### Text provided
FTC Sues Over Free Marketing Campaign

April 3, 2017

free-marketingThe Federal Trade Commission (the “FTC” or “Commission”) recently sued six California businesses and their respective owners and officers in federal district court in connection with the defendants’ allegedly deceptive free marketing practices.

What should sellers and marketers know before offering free or risk-free trials?

Free Marketing Campaign

According to FTC court records, five corporations, a limited liability company and four individuals have operated in various combinations as common enterprises since 2010 in or around Vista, California.  The defendants allegedly sold cooking- and golf-related products via websites, which were advertised through infomercials and email marketing.

The Commission claims that the defendants used “negative option” free marketing techniques by delivering goods or services to consumers for a trial period at no cost, and subsequently charging them after the trial period ended.  Likewise, the defendants purportedly offered a 100% money back guarantee and informed consumers that their trial offers were “risk-free.”

### Exercise A
Count the lines of the listing that contain the word "boat", treating uppercase and lowercase letters as different, and give only the number.
The FTC article above and the listing that comes next are unrelated pieces of material.

### Dataset excerpts
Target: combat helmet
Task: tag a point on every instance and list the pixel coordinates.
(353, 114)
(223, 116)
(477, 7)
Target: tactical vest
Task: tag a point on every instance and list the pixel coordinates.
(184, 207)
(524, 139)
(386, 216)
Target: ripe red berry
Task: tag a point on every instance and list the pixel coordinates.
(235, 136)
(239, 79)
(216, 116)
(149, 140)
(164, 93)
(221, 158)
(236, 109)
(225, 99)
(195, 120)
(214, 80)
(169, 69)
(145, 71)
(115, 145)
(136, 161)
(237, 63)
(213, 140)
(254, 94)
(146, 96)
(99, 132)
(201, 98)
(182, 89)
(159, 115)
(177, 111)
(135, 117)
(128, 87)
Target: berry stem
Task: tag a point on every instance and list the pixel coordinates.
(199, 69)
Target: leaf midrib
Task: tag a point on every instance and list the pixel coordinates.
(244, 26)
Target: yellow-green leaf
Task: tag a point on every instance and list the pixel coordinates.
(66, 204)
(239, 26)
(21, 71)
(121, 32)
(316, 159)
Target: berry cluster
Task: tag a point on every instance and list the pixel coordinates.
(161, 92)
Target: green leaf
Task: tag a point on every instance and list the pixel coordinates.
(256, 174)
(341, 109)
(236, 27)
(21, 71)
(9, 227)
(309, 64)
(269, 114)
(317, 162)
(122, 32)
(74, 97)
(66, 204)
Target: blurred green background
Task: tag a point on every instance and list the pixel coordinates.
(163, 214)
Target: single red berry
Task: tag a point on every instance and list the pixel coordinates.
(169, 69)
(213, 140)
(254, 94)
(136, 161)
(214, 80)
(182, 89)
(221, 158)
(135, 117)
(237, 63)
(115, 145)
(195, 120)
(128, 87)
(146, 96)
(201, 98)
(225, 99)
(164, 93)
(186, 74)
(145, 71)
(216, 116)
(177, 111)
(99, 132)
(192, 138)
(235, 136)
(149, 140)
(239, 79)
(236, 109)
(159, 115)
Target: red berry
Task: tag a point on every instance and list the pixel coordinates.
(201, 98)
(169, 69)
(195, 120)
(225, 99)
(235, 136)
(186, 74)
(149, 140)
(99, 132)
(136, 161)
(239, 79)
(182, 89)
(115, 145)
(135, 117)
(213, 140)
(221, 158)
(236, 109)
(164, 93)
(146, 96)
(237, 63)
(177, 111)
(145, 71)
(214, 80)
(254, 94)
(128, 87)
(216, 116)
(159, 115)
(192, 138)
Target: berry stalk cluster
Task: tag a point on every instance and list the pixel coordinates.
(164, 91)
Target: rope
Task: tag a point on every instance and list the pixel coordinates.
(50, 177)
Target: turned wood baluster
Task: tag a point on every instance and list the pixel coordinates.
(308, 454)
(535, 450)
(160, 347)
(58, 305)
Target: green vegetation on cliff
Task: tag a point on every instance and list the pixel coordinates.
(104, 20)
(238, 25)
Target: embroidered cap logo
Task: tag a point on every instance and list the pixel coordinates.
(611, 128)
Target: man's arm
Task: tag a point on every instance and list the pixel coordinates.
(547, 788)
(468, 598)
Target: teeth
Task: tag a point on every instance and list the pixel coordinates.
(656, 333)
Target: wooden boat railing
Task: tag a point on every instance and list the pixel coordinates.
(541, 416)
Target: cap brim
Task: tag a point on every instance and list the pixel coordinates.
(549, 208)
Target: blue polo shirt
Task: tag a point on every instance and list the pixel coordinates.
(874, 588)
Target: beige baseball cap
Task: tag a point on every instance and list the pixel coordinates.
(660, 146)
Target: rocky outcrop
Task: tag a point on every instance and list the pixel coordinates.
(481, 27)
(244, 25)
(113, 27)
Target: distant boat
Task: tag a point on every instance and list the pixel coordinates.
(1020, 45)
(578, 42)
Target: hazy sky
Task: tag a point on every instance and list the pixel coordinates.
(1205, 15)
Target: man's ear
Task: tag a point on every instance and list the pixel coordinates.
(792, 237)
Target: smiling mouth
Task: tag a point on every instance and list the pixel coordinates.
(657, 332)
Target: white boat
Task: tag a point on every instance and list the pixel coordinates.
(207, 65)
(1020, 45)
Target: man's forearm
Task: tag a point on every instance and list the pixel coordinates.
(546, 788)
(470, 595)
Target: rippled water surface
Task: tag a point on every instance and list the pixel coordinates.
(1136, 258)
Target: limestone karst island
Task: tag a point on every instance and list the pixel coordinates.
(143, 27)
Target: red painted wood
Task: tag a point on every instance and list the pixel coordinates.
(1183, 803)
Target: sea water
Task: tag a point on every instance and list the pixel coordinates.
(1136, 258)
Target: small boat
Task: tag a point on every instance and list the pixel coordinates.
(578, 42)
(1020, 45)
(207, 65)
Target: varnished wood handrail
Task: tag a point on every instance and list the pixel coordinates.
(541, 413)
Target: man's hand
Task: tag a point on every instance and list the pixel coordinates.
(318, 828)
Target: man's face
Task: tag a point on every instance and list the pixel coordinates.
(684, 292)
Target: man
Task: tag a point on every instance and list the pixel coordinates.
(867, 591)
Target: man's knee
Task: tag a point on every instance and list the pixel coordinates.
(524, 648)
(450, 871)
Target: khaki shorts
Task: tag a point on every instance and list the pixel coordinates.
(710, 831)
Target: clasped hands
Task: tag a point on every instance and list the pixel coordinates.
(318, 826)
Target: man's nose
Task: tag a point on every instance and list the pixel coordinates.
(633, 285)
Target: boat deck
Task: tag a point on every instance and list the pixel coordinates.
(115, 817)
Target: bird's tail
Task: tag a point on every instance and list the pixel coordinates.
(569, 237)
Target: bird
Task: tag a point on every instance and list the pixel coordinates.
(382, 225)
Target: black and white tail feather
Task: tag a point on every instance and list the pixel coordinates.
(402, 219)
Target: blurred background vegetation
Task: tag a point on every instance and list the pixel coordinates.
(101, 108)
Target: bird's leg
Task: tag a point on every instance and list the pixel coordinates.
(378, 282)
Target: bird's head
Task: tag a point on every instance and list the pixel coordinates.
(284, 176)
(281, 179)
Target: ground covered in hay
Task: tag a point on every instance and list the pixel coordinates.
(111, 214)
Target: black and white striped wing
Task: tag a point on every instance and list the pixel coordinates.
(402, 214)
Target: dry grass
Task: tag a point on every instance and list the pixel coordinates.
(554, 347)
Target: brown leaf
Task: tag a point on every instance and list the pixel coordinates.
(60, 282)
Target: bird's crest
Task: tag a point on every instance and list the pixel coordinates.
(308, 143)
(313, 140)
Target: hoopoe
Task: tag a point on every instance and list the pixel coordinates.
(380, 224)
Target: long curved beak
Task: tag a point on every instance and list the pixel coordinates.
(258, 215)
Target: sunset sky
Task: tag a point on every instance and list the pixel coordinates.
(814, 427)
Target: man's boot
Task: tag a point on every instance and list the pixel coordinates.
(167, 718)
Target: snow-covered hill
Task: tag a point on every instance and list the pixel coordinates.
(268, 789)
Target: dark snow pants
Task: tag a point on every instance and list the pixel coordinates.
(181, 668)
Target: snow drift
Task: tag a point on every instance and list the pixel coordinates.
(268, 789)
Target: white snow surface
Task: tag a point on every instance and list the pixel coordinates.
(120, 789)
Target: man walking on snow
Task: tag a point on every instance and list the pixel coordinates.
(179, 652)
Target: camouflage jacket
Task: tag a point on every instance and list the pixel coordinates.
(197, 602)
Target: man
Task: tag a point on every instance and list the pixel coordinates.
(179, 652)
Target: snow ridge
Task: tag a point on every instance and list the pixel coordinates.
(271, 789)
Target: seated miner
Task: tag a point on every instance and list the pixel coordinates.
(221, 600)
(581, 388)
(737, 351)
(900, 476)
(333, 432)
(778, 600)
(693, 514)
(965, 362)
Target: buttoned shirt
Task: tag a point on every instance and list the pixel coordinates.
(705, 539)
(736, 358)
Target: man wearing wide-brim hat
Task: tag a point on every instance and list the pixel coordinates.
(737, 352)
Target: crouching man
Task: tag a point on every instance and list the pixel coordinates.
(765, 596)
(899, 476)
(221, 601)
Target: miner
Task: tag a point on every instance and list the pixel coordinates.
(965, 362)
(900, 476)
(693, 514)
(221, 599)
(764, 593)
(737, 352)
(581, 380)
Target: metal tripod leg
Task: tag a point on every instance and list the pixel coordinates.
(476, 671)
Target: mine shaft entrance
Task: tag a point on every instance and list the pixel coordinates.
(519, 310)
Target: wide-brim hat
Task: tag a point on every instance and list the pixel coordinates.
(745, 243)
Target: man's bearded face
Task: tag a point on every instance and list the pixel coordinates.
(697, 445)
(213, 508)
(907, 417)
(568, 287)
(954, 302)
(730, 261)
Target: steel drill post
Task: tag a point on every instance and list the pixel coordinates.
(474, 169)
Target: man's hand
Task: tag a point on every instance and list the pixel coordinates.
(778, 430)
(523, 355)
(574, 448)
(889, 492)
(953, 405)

### Exercise B
Reproduce verbatim the passage of the FTC article starting at "free-marketingThe Federal Trade" and ending at "or risk-free trials?".

### Output A
5

### Output B
free-marketingThe Federal Trade Commission (the “FTC” or “Commission”) recently sued six California businesses and their respective owners and officers in federal district court in connection with the defendants’ allegedly deceptive free marketing practices.

What should sellers and marketers know before offering free or risk-free trials?